§ Dataset extract
━━━━━━

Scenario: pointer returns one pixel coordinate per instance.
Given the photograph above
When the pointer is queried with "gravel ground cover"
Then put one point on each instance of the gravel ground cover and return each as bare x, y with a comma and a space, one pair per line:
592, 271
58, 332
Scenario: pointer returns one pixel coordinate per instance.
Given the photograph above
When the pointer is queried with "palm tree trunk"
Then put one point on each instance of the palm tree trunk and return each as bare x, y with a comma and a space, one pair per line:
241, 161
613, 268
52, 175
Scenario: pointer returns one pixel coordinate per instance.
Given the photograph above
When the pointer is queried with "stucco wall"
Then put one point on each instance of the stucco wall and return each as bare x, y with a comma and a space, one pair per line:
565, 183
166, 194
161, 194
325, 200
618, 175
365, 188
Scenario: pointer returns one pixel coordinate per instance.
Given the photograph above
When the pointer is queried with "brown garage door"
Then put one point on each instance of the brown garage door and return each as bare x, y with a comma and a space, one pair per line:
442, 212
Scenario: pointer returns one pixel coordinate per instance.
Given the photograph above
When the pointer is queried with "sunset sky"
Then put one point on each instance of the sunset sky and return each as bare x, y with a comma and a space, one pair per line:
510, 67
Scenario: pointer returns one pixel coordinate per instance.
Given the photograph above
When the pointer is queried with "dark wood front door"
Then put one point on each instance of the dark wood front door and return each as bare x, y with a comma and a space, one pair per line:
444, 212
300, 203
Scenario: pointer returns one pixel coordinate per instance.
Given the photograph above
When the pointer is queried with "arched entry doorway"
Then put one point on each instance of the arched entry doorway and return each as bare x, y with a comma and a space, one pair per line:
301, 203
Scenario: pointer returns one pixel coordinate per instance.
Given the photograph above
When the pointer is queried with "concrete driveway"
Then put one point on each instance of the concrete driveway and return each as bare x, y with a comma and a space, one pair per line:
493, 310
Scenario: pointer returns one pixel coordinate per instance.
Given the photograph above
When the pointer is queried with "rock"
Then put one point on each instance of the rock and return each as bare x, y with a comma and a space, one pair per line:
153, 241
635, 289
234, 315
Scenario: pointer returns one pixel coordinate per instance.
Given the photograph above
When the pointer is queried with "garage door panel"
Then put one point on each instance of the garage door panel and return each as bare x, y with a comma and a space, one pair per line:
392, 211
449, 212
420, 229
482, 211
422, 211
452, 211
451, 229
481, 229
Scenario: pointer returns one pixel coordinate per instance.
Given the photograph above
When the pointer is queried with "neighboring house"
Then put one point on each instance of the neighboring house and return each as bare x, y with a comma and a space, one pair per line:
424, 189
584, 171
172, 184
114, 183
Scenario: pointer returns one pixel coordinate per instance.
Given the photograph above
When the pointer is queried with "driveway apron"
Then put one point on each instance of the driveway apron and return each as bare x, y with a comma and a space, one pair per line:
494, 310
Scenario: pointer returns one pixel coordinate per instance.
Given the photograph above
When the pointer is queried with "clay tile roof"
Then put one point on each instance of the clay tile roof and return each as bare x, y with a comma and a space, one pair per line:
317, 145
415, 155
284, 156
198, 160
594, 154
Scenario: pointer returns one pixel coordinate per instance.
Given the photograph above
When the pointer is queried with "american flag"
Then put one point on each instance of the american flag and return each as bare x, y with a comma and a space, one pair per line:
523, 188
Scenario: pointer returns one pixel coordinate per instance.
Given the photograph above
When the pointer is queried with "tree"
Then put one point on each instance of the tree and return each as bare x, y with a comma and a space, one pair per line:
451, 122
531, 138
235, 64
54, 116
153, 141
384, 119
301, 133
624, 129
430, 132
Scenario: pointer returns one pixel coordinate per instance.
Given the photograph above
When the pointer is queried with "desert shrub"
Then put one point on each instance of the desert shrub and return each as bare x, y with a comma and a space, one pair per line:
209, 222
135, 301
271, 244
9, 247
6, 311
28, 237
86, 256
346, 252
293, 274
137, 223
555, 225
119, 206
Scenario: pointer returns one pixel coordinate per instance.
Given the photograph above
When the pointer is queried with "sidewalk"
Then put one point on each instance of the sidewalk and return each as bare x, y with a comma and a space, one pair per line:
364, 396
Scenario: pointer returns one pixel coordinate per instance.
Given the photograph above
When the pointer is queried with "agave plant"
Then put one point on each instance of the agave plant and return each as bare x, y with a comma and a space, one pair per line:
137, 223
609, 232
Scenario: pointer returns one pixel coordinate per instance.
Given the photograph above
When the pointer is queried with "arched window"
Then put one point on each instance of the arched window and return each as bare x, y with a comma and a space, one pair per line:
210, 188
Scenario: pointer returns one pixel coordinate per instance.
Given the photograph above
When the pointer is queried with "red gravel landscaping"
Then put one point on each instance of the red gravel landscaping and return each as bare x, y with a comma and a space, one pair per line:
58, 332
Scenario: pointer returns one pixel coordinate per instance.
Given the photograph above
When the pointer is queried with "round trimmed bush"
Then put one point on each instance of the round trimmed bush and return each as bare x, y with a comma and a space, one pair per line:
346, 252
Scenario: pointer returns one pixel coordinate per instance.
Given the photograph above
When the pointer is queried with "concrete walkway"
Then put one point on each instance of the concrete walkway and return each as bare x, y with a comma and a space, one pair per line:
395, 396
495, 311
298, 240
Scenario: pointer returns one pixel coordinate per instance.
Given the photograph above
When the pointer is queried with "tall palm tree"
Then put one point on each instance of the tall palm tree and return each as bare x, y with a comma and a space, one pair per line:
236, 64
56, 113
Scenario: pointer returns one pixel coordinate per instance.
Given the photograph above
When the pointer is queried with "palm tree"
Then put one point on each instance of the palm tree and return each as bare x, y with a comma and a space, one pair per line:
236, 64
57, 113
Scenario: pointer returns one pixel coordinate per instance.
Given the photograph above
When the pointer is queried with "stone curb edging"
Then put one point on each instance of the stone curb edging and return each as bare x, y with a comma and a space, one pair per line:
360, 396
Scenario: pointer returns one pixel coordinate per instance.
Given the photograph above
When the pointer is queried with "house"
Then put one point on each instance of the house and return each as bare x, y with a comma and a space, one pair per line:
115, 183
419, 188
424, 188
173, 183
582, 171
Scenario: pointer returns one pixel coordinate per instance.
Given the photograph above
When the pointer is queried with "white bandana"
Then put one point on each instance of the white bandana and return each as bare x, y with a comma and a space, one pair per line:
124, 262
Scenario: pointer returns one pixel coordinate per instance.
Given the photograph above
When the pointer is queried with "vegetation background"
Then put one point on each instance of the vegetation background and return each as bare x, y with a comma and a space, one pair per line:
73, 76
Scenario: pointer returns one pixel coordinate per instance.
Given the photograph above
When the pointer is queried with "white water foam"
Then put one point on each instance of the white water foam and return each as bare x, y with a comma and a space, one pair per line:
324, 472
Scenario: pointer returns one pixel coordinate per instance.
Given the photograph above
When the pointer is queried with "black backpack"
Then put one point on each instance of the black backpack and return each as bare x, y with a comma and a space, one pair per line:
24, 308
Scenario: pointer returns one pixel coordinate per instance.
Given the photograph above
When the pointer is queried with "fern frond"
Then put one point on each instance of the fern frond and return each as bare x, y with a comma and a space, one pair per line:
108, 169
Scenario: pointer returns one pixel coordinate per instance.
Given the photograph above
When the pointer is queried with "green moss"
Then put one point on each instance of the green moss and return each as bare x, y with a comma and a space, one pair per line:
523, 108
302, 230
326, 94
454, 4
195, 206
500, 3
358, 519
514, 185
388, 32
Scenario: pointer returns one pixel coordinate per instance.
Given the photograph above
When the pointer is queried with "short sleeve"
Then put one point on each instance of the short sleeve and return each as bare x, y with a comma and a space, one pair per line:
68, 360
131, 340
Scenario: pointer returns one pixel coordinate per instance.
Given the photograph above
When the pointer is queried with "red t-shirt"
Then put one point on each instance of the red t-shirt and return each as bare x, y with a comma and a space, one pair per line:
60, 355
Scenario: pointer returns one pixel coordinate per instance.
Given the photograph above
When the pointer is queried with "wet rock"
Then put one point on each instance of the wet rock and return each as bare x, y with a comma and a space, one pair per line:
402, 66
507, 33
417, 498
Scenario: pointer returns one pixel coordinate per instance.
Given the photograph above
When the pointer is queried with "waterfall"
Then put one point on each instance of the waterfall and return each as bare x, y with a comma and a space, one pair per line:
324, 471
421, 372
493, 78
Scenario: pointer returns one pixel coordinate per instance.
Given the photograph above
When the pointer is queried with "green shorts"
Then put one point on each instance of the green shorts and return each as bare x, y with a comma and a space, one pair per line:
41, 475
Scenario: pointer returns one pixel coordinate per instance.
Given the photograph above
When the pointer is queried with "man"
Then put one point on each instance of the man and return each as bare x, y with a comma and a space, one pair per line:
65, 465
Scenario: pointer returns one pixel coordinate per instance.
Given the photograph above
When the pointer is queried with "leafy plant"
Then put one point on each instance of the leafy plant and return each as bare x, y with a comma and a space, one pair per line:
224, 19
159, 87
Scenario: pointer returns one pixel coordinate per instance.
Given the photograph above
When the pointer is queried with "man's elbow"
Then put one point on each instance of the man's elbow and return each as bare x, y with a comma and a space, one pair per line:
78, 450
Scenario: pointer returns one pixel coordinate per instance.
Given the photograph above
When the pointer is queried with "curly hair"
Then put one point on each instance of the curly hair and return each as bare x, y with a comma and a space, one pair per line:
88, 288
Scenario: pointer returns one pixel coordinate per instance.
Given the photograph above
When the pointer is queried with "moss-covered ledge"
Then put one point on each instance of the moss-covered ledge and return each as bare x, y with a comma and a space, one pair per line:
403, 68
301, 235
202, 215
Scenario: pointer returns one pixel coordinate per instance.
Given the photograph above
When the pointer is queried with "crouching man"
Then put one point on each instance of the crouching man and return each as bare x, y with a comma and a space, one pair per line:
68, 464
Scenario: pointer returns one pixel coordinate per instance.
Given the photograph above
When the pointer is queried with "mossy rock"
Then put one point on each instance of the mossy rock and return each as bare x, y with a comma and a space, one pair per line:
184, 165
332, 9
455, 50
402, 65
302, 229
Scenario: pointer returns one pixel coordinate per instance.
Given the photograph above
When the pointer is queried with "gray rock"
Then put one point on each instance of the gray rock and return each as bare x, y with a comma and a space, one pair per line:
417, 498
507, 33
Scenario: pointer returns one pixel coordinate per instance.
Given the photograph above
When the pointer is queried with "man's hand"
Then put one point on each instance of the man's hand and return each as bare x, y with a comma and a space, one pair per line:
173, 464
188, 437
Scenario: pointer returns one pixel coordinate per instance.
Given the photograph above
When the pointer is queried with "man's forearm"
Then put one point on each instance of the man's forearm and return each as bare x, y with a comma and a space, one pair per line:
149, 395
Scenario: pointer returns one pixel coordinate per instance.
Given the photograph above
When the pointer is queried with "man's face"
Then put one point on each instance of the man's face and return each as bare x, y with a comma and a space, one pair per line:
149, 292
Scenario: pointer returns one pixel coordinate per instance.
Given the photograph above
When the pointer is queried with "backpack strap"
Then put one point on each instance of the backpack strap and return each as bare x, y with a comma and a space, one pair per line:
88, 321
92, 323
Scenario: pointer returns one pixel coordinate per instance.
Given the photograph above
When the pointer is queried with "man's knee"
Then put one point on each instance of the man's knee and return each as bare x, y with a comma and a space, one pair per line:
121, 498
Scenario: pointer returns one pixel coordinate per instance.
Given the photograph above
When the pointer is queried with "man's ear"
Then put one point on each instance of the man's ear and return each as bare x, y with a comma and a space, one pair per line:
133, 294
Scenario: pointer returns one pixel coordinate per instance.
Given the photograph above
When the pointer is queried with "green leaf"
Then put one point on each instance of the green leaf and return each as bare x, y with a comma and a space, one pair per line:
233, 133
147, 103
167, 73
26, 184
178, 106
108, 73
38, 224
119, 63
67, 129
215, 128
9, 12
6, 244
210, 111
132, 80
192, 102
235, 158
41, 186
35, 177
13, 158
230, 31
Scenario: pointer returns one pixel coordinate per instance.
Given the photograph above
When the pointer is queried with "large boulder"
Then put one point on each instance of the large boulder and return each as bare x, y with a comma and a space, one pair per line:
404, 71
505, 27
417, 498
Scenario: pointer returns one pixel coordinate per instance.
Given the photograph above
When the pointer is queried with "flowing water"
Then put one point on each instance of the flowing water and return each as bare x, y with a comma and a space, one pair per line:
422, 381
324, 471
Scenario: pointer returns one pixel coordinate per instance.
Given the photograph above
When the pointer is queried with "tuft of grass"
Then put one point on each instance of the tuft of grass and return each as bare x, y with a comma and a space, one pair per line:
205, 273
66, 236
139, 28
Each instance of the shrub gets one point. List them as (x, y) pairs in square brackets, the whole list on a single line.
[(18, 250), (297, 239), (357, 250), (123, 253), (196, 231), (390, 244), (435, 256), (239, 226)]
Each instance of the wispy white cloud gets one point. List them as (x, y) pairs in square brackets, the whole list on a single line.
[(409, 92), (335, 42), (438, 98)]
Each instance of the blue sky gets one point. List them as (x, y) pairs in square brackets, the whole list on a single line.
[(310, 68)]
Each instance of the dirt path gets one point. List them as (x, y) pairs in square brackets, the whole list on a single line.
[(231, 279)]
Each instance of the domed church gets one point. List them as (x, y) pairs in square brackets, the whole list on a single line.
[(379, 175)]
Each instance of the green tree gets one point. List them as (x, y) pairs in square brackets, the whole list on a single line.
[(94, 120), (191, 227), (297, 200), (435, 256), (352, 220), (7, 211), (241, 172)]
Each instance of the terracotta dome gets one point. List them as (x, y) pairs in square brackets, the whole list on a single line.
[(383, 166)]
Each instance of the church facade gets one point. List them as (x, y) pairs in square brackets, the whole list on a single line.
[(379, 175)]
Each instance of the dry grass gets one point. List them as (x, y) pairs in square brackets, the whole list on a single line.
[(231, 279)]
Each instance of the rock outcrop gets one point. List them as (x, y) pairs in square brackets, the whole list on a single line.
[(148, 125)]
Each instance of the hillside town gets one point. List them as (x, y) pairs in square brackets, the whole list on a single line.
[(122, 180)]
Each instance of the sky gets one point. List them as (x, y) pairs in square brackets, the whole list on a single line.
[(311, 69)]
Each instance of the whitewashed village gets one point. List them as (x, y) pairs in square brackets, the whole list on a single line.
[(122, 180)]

━━━━━━

§ Aim
Copy exactly the lines of the listing above, beginning at the line with "Each instance of the wispy" and ending at its final line; write out nothing else.

§ Result for this task
Each instance of the wispy white cloud gets one point. List them as (x, y) pairs in square brackets, the whole list on a single line.
[(409, 92), (335, 42), (438, 98)]
Each instance of the blue sky gets one point. List them as (x, y) pairs in square brackets, the whole list on a single line.
[(310, 68)]
Each instance of the dirt path gets one point. List them as (x, y) pairs in square brackets, the whole list on a single line.
[(231, 279)]
Each instance of the domed church gets one point. List them as (x, y) pairs in square brackets, the whole list on a single line.
[(379, 175)]
Each instance of the green tree gets one point. List them as (x, y) pairs in square brackets, the whole list on a single line.
[(94, 120), (191, 227), (297, 200), (435, 256), (352, 220), (7, 211), (241, 172)]
Each instance of the terracotta dome gets one point. List them as (x, y) pairs in square brackets, the whole list on a single line.
[(383, 166)]
Each instance of the church facade gets one point. List them as (x, y) pairs in square brackets, the whole list on a single line.
[(379, 175)]
Each instance of the dry grass gets one point. List them as (x, y) pairs in square brackets, the whole list on a single line.
[(231, 279)]
Each instance of the rock outcrop gets one point. List them as (x, y) pairs in square brackets, the whole list on a single line.
[(148, 125)]
Each instance of the hillside town gets one point. List them as (x, y) pairs in square brackets, the whole list on a single line.
[(122, 180)]
Each instance of the sky gets one point. List them as (x, y) pairs in square brackets, the whole list on a single line.
[(311, 69)]
Each instance of the whitewashed village gets one point. List them as (x, y) pairs in square brackets, the whole list on a single line.
[(122, 180)]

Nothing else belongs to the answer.